··· READING TEXT ···

Wednesday, July 4, 2012

An investment in an outcome!

July 3, 2012

Hammers are hammering ... paint brushes are swooshing ... claw foot tub going in...  I would say that the crew is hard at work early this morning!  I got up to take the dogren out and spied Lupe before 8am.  It has been rather exciting being on site watching the repurposing of the old garage into a casita.  It won't be long and I can start "decorating."  Ye Ha!!  I can't wait to show you the end result!!  Watch for the unveiling!!!!!

I decided I would "help" paint yesterday and, as luck would have it, I dropped a tray full of white paint on the floor.  Hey, it was just an accident!!  Benito was here to work in the bathroom and gave us a two hour window to get the baseboards painted and the final coat of paint around the claw foot tub.  Lupe had been out on a job and hadn't expected Benito until late yesterday.  Communication fellas!!  Anyway, the paint I dropped was in the closet and Michael and I could continue painting.  Actually, it was fun being a part of the repurposing project.  I am a hands on person anyway and have learned that the more I invest myself in a project or event, the more I appreciate the end result.

Come to think of it, our investment in anything often times results in appreciation.  To be given everything without an investment results in a feeling of entitlement.  What happens if we put in the work to achieve?  We develop a good work ethic, our brains and bodies stay in shape, our self esteem is raised, we are filled with satisfaction of a job well done, and, we want to improve.  What happens if we develop a feeling of entitlement?  We become people that think in terms of you owe me; that was yesterday what are you going to do for me today; the centering becomes on the self (I want what I want when I want it - how dare you disappoint me; and, we become people that live with our hands out.

··· RAW RECORDS ···

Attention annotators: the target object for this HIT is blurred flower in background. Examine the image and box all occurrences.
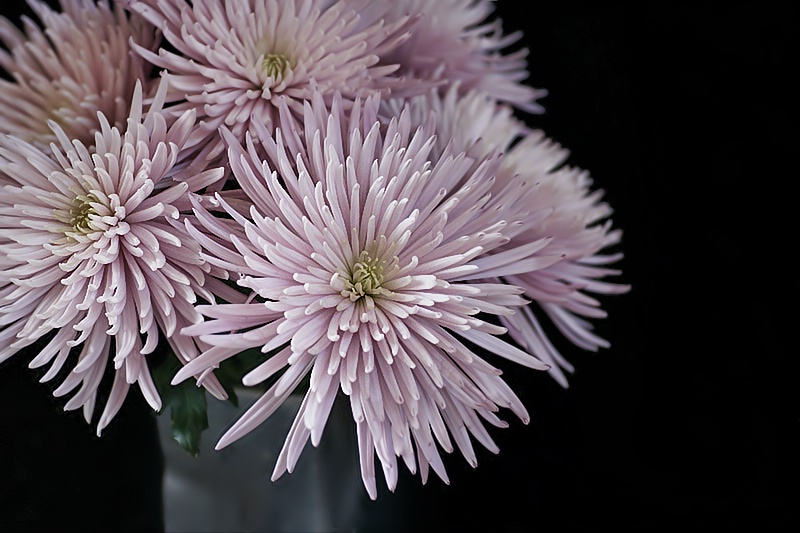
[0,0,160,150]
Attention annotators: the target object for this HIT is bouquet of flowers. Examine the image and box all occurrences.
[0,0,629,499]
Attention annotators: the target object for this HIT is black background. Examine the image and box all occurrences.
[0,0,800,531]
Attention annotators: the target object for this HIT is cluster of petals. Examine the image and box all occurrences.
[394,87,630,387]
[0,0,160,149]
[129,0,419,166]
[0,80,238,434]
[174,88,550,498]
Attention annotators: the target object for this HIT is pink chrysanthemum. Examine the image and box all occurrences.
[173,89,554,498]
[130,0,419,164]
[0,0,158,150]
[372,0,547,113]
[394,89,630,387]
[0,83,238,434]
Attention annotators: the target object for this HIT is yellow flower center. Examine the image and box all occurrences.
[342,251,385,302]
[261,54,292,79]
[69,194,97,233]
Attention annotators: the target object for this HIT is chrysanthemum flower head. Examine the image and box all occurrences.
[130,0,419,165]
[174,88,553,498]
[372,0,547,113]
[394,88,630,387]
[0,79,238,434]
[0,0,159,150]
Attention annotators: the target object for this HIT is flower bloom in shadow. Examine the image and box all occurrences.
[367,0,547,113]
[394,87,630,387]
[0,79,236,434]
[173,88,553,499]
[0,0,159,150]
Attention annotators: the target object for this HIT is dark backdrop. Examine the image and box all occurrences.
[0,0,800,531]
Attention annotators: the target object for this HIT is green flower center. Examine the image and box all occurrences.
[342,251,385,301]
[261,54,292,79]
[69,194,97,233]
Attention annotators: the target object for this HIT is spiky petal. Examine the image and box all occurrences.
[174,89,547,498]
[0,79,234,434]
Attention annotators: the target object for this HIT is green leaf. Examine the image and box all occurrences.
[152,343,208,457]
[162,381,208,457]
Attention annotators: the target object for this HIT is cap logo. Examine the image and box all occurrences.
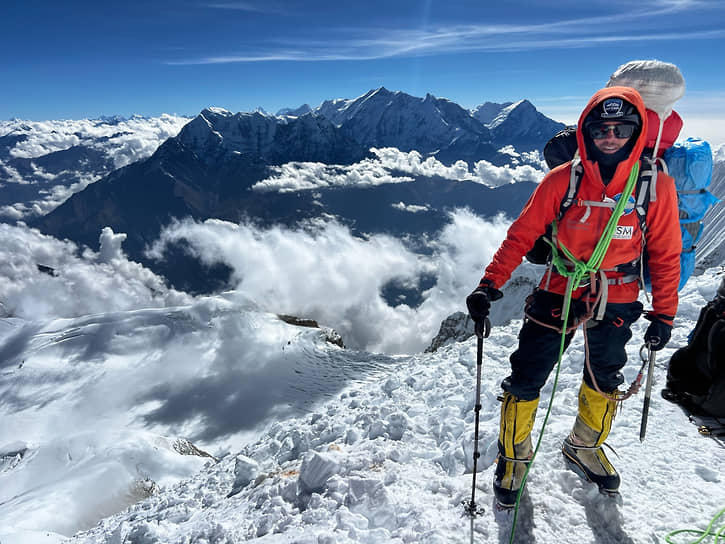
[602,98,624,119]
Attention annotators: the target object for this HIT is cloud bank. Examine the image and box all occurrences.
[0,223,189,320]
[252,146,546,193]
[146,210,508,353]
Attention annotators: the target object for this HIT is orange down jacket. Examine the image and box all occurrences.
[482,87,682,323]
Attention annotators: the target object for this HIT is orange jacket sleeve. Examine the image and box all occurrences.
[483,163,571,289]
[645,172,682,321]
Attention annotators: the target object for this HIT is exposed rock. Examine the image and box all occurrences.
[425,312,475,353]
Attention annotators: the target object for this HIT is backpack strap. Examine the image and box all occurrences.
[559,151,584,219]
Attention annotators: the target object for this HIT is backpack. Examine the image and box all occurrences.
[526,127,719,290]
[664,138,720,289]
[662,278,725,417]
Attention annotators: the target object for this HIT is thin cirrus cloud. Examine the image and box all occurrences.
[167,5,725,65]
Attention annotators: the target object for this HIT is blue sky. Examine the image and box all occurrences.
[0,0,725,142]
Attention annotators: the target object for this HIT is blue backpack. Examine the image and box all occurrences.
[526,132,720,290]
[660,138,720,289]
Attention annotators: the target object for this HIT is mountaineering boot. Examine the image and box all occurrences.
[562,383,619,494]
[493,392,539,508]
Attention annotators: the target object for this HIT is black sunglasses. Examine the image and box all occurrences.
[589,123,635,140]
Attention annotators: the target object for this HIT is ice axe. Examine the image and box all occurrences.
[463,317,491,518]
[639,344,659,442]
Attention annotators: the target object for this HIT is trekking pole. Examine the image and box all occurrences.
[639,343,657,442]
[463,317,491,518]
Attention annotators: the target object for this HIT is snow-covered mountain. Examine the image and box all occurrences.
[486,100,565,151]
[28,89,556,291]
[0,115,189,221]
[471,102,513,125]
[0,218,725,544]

···

[PROMPT] Quote the blog entry about the garage conversion word for word, everything from "I decided I" down to "the end result.".

[TASK RESULT]
I decided I would "help" paint yesterday and, as luck would have it, I dropped a tray full of white paint on the floor.  Hey, it was just an accident!!  Benito was here to work in the bathroom and gave us a two hour window to get the baseboards painted and the final coat of paint around the claw foot tub.  Lupe had been out on a job and hadn't expected Benito until late yesterday.  Communication fellas!!  Anyway, the paint I dropped was in the closet and Michael and I could continue painting.  Actually, it was fun being a part of the repurposing project.  I am a hands on person anyway and have learned that the more I invest myself in a project or event, the more I appreciate the end result.